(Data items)
________________________
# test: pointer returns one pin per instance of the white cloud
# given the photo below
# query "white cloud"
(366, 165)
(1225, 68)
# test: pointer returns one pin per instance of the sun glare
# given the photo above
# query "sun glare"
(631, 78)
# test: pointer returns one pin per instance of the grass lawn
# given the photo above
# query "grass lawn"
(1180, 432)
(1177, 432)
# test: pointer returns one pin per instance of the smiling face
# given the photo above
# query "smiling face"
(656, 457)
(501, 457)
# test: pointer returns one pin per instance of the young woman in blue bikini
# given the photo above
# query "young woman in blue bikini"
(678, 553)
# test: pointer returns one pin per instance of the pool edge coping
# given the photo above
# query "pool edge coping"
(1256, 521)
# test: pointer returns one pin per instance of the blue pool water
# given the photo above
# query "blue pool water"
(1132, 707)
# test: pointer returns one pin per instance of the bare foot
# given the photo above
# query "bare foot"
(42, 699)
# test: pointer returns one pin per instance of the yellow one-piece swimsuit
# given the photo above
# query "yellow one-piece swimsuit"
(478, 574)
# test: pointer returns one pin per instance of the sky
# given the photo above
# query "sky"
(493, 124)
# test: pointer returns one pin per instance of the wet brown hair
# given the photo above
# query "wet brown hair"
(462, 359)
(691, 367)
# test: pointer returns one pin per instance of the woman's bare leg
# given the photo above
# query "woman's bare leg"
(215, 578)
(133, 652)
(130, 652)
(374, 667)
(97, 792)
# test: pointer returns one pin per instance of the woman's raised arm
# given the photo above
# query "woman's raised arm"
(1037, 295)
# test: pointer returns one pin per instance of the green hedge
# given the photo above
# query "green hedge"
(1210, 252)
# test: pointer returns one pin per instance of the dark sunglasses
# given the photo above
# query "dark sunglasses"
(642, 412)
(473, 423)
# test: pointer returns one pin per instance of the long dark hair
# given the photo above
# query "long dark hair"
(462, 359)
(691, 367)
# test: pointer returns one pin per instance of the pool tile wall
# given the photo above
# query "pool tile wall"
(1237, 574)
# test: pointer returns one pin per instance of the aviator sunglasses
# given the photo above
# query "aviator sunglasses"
________________________
**WRITTEN REQUEST:** Please reproduce every line above word for word, leaving nothing out and changing nothing.

**SOLUTION FOR THIS TASK:**
# test: pointer returns one pin per instance of the white cloud
# given the photo below
# query "white cloud"
(366, 165)
(1225, 68)
# test: pointer returns one pin per instance of the sun glare
# given the photo above
# query "sun glare"
(631, 78)
# test: pointer returns one pin per instance of the grass lawn
# given the photo above
# query "grass lawn"
(1180, 432)
(1177, 432)
# test: pointer returns one pin per instance of the smiling face
# given the photo above
# query "smiling face"
(656, 457)
(501, 457)
# test: pointer returns one pin per instance of the young woman in blue bikini
# given the photo above
# query "young woman in blue bikini"
(678, 553)
# test: pointer returns one pin per instance of the pool edge coping
# given the photo above
# query "pool edge coping"
(1256, 521)
# test: pointer returns one pin per instance of the blue pool water
# given the photo above
# query "blue pool water"
(1132, 707)
# test: pointer returns one pin per instance of the bare foot
# given the photo above
# query "bare foot"
(42, 699)
# test: pointer returns one pin per instance of the yellow one-piece swimsuit
# given the photo above
# query "yellow one-piece swimsuit"
(478, 574)
# test: pointer returns one pin per instance of the sky
# given the photo above
# query "sky"
(493, 124)
# test: pointer returns one pin per instance of the wet brown hair
# given the photo above
# query "wet brown hair"
(462, 359)
(691, 367)
# test: pointer returns one pin per instance of the woman's bare leg
# given the photo above
# query "woman's bare leg"
(215, 578)
(133, 652)
(130, 652)
(374, 667)
(97, 792)
# test: pointer returns one pin per instance of the woman's raised arm
# given the photo above
# query "woman's raised arm"
(1037, 295)
# test: pointer returns one pin per instance of the green hedge
# given the photo above
# query "green hedge"
(1210, 252)
# test: pointer returns one pin per instance of the dark sunglasses
# given the photo above
# query "dark sunglasses"
(642, 412)
(473, 423)
# test: pointer returns one pin per instance of the long dark hair
# given the photo above
# query "long dark hair"
(462, 359)
(691, 367)
# test: pointer returns one pin per instance of the pool tile wall
# given the photo above
# query "pool tile wall"
(1237, 574)
# test: pointer returns one pin per instance of the aviator sunglasses
# given the photo above
# query "aviator sunglasses"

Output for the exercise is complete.